Mask labeling examples
•••

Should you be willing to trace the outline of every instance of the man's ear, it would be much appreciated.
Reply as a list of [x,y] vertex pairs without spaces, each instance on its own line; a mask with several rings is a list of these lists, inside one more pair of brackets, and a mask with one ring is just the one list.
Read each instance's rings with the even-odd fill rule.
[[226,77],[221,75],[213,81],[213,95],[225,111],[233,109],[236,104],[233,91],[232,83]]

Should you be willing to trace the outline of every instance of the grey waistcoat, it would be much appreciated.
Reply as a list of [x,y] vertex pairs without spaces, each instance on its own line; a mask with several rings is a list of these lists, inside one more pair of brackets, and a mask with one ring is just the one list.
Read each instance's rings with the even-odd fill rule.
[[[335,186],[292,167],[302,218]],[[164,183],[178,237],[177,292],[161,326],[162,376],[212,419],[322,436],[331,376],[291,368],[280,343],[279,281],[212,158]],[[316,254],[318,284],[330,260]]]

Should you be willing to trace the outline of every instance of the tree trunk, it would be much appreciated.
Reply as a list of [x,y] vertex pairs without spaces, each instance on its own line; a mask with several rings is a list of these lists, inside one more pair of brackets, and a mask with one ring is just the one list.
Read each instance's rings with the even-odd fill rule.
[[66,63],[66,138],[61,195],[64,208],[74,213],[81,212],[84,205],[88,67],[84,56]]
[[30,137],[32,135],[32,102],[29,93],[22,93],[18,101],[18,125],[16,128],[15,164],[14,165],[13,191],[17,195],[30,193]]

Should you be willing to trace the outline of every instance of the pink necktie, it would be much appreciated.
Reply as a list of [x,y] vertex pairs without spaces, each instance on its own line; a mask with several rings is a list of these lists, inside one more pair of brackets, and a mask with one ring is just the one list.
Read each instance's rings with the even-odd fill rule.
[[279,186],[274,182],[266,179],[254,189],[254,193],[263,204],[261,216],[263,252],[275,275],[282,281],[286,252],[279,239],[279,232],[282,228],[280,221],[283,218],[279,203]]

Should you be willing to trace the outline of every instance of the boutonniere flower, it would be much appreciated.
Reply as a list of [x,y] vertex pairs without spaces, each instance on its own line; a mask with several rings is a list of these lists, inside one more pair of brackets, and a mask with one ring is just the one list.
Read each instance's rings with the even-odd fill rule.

•••

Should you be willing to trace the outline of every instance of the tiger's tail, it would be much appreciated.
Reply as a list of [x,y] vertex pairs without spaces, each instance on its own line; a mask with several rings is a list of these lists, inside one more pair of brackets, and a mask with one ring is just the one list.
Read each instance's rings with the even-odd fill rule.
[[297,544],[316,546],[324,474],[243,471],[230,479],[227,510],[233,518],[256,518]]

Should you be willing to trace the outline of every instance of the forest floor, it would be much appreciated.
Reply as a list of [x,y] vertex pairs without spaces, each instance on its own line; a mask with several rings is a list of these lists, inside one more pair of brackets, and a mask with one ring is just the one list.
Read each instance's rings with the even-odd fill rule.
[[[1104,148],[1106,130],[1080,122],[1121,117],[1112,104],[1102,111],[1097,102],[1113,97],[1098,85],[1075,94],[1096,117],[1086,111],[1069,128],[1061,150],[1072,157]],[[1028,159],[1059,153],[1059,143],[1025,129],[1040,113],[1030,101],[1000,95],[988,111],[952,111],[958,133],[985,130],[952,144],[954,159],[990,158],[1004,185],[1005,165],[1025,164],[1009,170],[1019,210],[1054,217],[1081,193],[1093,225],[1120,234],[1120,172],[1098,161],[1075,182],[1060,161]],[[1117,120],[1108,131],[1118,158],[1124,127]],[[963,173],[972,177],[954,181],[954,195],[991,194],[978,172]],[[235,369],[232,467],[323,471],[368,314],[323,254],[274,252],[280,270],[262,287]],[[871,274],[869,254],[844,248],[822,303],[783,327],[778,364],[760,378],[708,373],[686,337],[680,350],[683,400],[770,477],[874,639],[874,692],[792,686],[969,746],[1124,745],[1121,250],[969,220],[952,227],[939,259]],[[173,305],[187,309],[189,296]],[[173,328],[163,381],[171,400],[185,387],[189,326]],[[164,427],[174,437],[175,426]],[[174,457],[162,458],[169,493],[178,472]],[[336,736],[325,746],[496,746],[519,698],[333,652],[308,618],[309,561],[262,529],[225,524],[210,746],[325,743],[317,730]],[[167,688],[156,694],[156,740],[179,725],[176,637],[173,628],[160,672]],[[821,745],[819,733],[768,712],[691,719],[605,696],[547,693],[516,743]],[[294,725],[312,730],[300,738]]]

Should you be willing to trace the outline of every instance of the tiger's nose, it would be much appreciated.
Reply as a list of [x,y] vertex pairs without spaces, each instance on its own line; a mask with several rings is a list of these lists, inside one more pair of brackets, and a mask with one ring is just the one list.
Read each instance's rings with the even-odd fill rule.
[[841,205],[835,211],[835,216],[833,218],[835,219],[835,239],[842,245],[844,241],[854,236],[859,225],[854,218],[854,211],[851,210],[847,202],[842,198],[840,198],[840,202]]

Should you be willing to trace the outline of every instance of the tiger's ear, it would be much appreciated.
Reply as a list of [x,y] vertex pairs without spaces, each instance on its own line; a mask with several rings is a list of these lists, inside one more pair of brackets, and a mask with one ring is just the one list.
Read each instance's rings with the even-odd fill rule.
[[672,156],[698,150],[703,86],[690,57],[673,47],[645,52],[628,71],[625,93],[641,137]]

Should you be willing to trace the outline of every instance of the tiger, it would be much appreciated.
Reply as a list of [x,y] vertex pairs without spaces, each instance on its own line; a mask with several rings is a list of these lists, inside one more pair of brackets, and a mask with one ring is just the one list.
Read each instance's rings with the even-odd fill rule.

•••

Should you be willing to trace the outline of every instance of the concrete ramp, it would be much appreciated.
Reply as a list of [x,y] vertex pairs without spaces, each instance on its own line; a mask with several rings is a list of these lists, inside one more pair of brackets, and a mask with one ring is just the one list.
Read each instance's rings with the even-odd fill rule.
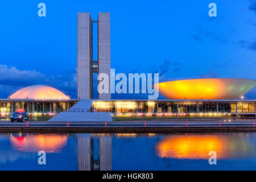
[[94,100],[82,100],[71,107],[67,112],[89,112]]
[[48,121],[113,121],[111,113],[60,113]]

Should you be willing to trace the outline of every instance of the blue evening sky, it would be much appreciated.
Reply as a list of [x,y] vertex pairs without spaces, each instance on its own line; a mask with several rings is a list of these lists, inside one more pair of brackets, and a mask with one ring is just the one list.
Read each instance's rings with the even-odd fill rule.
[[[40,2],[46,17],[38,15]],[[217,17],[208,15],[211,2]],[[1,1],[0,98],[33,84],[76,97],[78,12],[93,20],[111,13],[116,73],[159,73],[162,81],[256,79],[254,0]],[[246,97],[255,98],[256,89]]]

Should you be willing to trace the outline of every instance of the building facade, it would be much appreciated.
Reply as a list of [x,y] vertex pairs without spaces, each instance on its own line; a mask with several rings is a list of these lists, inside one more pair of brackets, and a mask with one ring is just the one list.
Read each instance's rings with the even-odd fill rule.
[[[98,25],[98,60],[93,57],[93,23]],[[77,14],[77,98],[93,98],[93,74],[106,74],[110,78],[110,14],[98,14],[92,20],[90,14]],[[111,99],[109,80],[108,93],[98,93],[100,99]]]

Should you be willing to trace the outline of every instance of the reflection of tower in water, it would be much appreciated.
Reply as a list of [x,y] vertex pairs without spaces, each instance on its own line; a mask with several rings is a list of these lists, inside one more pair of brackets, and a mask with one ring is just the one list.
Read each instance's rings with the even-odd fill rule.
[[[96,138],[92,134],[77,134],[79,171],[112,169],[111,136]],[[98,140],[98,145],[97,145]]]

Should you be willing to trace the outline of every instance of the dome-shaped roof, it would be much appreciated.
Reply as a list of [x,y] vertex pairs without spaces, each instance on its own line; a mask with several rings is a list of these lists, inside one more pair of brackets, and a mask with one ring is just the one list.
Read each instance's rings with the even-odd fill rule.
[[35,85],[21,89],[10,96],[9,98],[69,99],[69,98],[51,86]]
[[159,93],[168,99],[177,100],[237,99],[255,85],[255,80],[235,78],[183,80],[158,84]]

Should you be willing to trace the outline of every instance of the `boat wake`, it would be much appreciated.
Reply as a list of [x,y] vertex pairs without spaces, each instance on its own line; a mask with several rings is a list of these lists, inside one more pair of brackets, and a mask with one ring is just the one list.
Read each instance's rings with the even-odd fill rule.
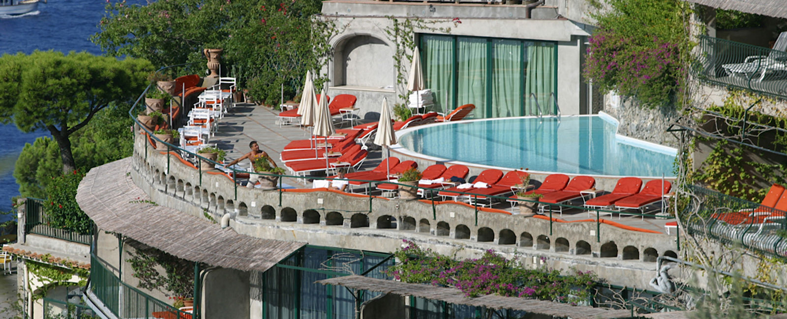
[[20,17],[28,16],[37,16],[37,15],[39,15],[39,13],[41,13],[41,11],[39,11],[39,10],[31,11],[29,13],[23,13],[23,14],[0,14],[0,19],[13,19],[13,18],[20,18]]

•••

Short exercise -
Write out everything from the line containing "ramp, it would be much appreciated." down to the line containing "[[48,121],[113,121],[111,113],[60,113]]" again, offsetting every coordinate in the answers by -50 and leaving the pictures out.

Exercise output -
Should you be willing to trace the outline of every instance of the concrete ramp, it would be much appreciated.
Reply as a list of [x,y] vertex pairs without spaces, each instance on its own line; a mask with several rings is a list of these lists, inside one more pair of brackets, and a mask with one ring is just the one list.
Read each instance's rings with the even-odd fill rule.
[[44,50],[32,50],[21,57],[17,62],[39,62]]
[[-2,71],[63,71],[61,63],[10,63]]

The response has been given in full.